begin Passage provided

Background information
- Origin: Philadelphia, Pennsylvania, USA
- Genres: Experimental music, Psychedelia
- Years active: 1995, 1998
- Labels: Drunken Fish
- Past members: Joe Culver John Gibbons Michael Gibbons Roy Montgomery Isobel Sollenberger Clint Takeda

= Hash Jar Tempo =

Roy Montgomery-Bardo Pond collaboration

Hash Jar Tempo is a collaborative musical project between the members of Philadelphia-based psychedelic band Bardo Pond and experimental guitarist and composer Roy Montgomery. The band was founded in March 1995 and have released two albums, Well Oiled and Under Glass, and have never toured.

end Passage provided

Exercise 1: According to the Hash Jar Tempo profile, when was the band founded?

begin Excerpted data

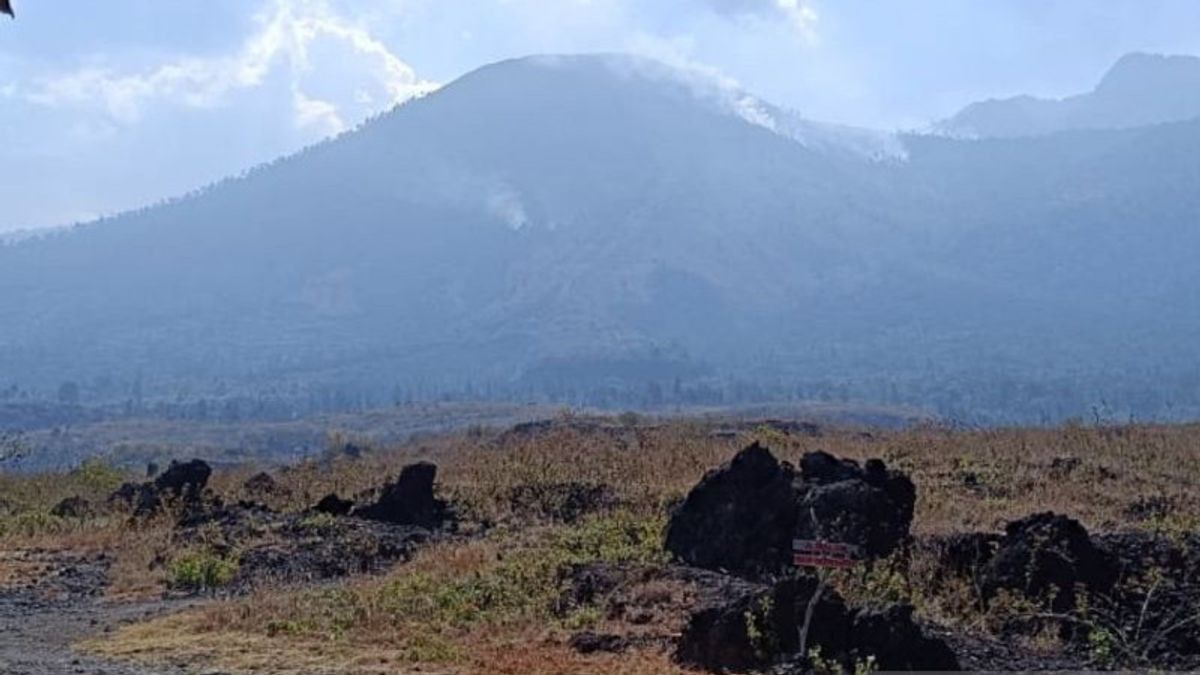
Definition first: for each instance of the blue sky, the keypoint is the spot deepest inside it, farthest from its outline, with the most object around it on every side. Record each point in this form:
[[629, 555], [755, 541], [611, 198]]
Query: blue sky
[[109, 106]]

end Excerpted data
begin Excerpted data

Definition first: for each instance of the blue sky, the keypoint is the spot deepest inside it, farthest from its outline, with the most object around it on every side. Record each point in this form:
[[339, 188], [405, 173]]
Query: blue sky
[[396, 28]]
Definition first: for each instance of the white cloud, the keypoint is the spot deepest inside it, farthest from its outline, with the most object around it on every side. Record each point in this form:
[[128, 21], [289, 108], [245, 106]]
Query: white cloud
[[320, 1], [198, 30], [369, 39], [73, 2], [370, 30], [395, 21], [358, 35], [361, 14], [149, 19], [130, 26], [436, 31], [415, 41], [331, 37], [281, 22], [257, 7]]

end Excerpted data

Exercise 2: From the listing, quote word for word the lines starting with the one containing "Definition first: for each instance of the white" and going on through the one containing "22], [257, 7]]", and nothing else.

Exercise answer 1: March 1995

Exercise answer 2:
Definition first: for each instance of the white cloud, the keypoint is the spot deepest inside it, farthest from its outline, with the most object around it on every side. Record each point in this form:
[[128, 21], [289, 108], [245, 106]]
Query: white cloud
[[320, 1], [198, 30], [369, 39], [73, 2], [370, 30], [395, 21], [358, 35], [361, 14], [149, 19], [130, 26], [436, 31], [415, 41], [331, 37], [281, 22], [257, 7]]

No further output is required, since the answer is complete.